◆ Короткое задание 1 ◆
Ответьте на вопросы по записи о «Жизели»:
(a) Когда и в каком театре шла «Жизель», о которой эта запись?
(b) К чему приходится прибегать в самых сложных случаях?
(c) Кто танцевал в весеннем «Лебедином»?

◆ Текст для чтения ◆
* * *

Анна (anna_y) wrote,
Анна
anna_y

Categories:

"Жизель", июнь 2012, Михайловский, Сарафанов и Новикова. Возвращаясь к теме.

1. Объяснительное..

Я первая соглашусь, что как в Питере, так и в питерском балете случается совершенно никакуевое. И даже хуже. В целях самозащиты я уже давно привыкла в таких случаях прибегать к иронии, а в самых сложных случаях даже и к сарказму. В т.ч. на страницах данного ЖЖ. Но в целом, пожалуй, Питер и балет его (особенно если относиться к ним и себе с уважением, то есть думать перед тем, как куда-нибудь идешь, а не после) держат меня в тонусе и на уровне.

Тем более что иногда бывают и чудеса. Тогда я теряю былую легкость вместе с иронией и сарказмом - и впадаю в состояние глубочайшего почтения, проглоченных слез, молчаливой благодарности и тихого смирения. А также мучительного бормотания, перемежаемого междометиями, восклицательными знаками и яростным размахиванием руками. Всю вторую половину 2012 года те несчастные, которых я имею честь считать близкими друзьями, вынуждены были регулярно выслушивать вышеуказанное синкопированное мычание на тему просмотренных мною "Лебединого" (весна, Терешкина-Шкляров-Ермаков) и июньской "Жизели" с Сарафановым-Новиковой.

Боюсь, что говорить на тему ЛО я так уровнем и не дозрела. Но, наверное, надо уж наконец попытаться выговориться про "Жизель".


2. Общее.

* * *

◆ Короткое задание 2 ◆
Перепишите все строки для разметки и поставьте «blurred background» вместо «bokeh background». Остальное оставьте без изменений, а картинки в ответ не включайте.

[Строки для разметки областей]
* * *

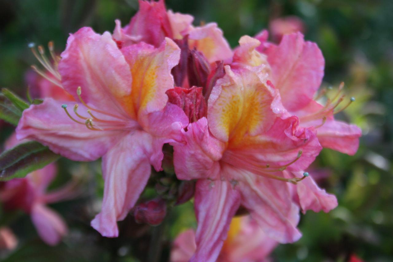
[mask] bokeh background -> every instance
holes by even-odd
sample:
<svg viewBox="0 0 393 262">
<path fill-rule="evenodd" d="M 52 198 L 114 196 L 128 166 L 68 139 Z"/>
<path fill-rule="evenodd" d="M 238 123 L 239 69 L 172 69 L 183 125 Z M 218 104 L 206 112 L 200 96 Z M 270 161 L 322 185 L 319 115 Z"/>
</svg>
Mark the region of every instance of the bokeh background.
<svg viewBox="0 0 393 262">
<path fill-rule="evenodd" d="M 344 261 L 355 255 L 367 261 L 393 261 L 393 2 L 391 0 L 166 0 L 167 7 L 195 17 L 194 24 L 216 22 L 232 47 L 244 35 L 253 36 L 269 21 L 294 15 L 306 25 L 306 39 L 316 42 L 326 61 L 323 87 L 337 88 L 356 101 L 338 117 L 363 131 L 353 157 L 324 149 L 312 172 L 321 187 L 334 194 L 339 206 L 328 214 L 302 215 L 298 242 L 279 245 L 277 261 Z M 25 96 L 26 74 L 36 63 L 28 43 L 55 41 L 64 50 L 68 34 L 81 26 L 112 31 L 118 18 L 125 25 L 136 11 L 136 0 L 0 0 L 0 87 Z M 3 123 L 0 143 L 14 127 Z M 100 236 L 89 223 L 97 208 L 103 181 L 99 163 L 62 159 L 51 186 L 84 176 L 75 199 L 52 205 L 65 218 L 70 233 L 55 247 L 38 237 L 23 212 L 0 213 L 0 225 L 11 227 L 19 244 L 0 254 L 7 261 L 143 261 L 151 236 L 162 235 L 160 261 L 168 259 L 170 242 L 179 232 L 195 227 L 192 203 L 171 210 L 165 227 L 136 224 L 132 217 L 120 223 L 116 239 Z M 153 195 L 154 190 L 145 192 Z M 97 207 L 98 206 L 98 207 Z"/>
</svg>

* * *

◆ Ответ к заданию 1 ◆
(a) В июне 2012 года, в Михайловском.
(b) К сарказму.
(c) Терешкина, Шкляров и Ермаков.

◆ Ответ к заданию 2 ◆
[mask] blurred background -> every instance
holes by even-odd
sample:
<svg viewBox="0 0 393 262">
<path fill-rule="evenodd" d="M 52 198 L 114 196 L 128 166 L 68 139 Z"/>
<path fill-rule="evenodd" d="M 238 123 L 239 69 L 172 69 L 183 125 Z M 218 104 L 206 112 L 200 96 Z M 270 161 L 322 185 L 319 115 Z"/>
</svg>
Mark the region of every instance of the blurred background.
<svg viewBox="0 0 393 262">
<path fill-rule="evenodd" d="M 344 261 L 355 255 L 367 261 L 393 261 L 393 2 L 391 0 L 166 0 L 167 7 L 195 17 L 194 24 L 216 22 L 232 47 L 244 35 L 253 36 L 269 21 L 294 15 L 306 25 L 306 39 L 316 42 L 326 61 L 323 87 L 337 88 L 356 101 L 338 117 L 363 131 L 353 157 L 324 149 L 312 172 L 321 187 L 334 194 L 339 206 L 328 214 L 302 215 L 298 242 L 279 245 L 277 261 Z M 25 96 L 26 74 L 36 63 L 28 43 L 55 41 L 64 50 L 68 34 L 81 26 L 112 31 L 118 18 L 125 25 L 136 11 L 136 0 L 0 0 L 0 87 Z M 3 123 L 0 143 L 14 127 Z M 100 236 L 89 223 L 97 208 L 103 181 L 99 163 L 62 159 L 51 186 L 84 176 L 75 199 L 52 205 L 65 218 L 70 233 L 55 247 L 38 237 L 23 212 L 0 213 L 0 225 L 11 227 L 19 244 L 0 254 L 7 261 L 143 261 L 151 236 L 162 235 L 160 261 L 168 259 L 170 242 L 179 232 L 195 227 L 192 203 L 171 210 L 165 227 L 136 224 L 132 217 L 120 223 L 116 239 Z M 153 195 L 154 190 L 145 192 Z M 97 207 L 98 206 L 98 207 Z"/>
</svg>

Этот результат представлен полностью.